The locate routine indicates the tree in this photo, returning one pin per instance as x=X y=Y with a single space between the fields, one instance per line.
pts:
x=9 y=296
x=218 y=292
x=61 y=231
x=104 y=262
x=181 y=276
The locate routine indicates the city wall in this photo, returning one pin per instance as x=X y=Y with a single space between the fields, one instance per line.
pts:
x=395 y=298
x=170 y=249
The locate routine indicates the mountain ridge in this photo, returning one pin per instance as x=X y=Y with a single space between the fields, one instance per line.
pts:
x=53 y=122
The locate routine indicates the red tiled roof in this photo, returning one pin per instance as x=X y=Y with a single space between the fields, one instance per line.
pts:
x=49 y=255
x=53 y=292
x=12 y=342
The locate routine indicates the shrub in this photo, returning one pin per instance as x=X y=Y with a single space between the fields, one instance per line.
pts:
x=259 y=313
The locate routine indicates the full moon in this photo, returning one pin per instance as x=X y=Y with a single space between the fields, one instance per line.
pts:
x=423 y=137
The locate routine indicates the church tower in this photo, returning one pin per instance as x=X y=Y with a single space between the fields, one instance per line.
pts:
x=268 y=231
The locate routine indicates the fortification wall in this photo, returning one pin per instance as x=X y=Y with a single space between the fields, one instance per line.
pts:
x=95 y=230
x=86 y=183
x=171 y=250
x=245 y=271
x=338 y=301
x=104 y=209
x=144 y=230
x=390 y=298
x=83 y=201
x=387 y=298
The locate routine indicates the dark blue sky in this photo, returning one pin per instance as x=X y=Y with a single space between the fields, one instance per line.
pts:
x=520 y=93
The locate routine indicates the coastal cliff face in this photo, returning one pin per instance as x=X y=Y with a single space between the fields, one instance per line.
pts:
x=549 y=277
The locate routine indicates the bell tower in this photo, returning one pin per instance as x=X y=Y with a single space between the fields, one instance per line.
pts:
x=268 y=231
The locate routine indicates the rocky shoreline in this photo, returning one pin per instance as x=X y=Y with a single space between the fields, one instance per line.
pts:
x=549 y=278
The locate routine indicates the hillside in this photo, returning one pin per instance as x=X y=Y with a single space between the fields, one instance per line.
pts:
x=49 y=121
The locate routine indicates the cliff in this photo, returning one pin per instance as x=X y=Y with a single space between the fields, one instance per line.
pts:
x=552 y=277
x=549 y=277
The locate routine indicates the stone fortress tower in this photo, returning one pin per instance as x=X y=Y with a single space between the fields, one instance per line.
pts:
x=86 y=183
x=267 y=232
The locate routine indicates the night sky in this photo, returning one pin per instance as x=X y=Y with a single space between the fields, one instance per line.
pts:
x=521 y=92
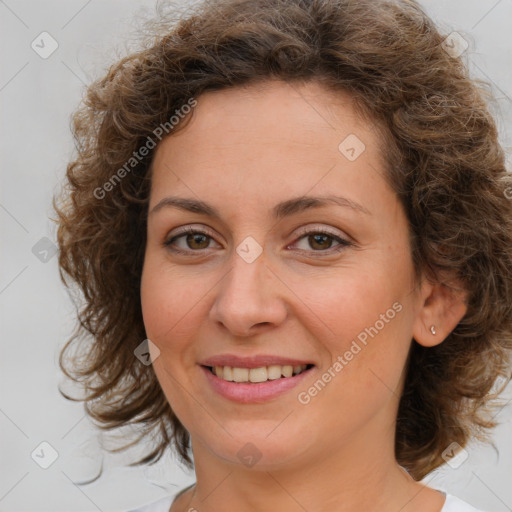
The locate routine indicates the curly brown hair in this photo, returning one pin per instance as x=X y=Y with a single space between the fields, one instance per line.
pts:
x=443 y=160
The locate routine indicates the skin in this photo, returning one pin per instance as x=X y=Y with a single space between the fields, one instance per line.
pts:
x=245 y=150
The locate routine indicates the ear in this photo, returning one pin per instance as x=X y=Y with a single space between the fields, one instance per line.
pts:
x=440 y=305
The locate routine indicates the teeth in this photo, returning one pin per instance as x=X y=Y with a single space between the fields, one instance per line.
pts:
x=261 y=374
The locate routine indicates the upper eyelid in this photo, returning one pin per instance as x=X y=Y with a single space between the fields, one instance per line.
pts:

...

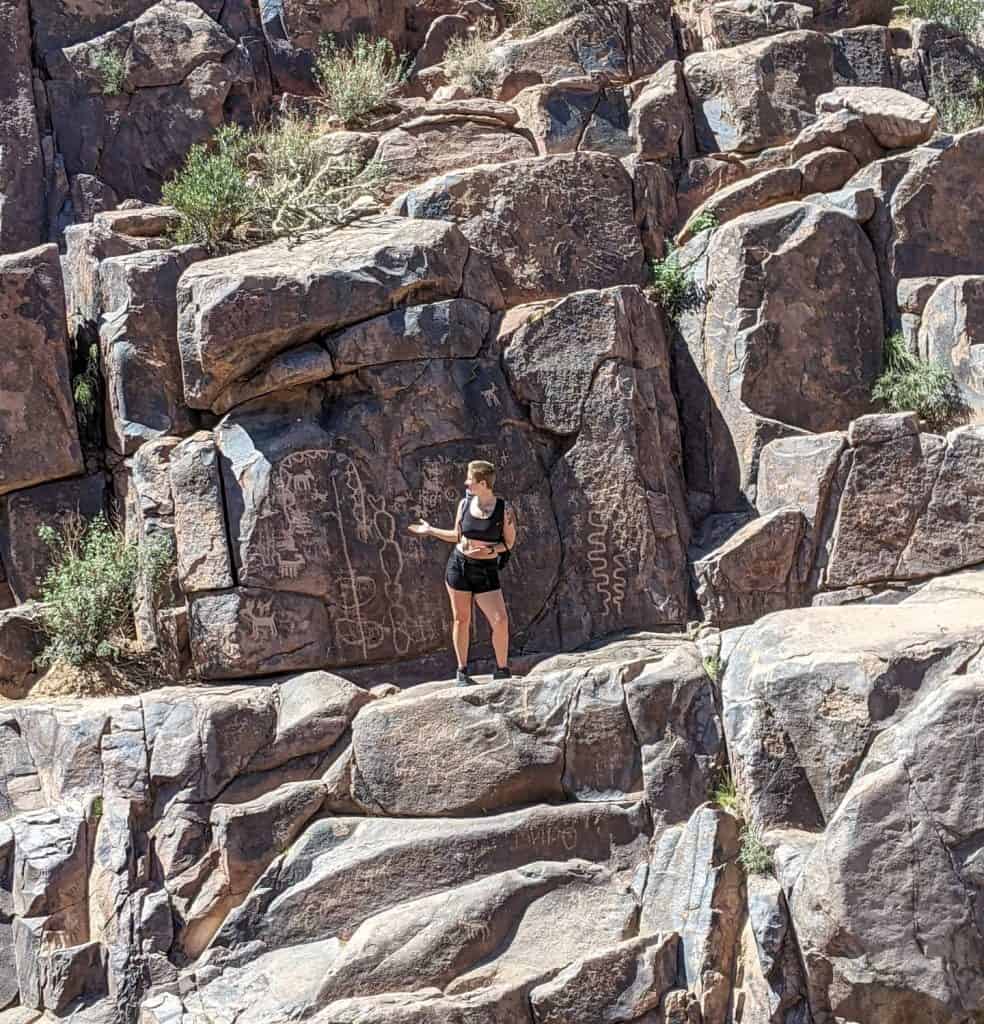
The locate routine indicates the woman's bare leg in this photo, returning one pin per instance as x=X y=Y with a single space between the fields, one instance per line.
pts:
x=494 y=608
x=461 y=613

**INSTRUCTIONS FOR THE TASK**
List every line in the rows above that contains the word "wall", copying each line in full.

**THE ANSWER**
The locate routine indicates the city wall in this photo, returning one pin per instance as x=X y=Y with a single space between the fields, one instance per line.
The locate routine indicates the fortification wall in this photo, returning one pin per instance as x=X y=Y with a single space between the fields, one instance per line.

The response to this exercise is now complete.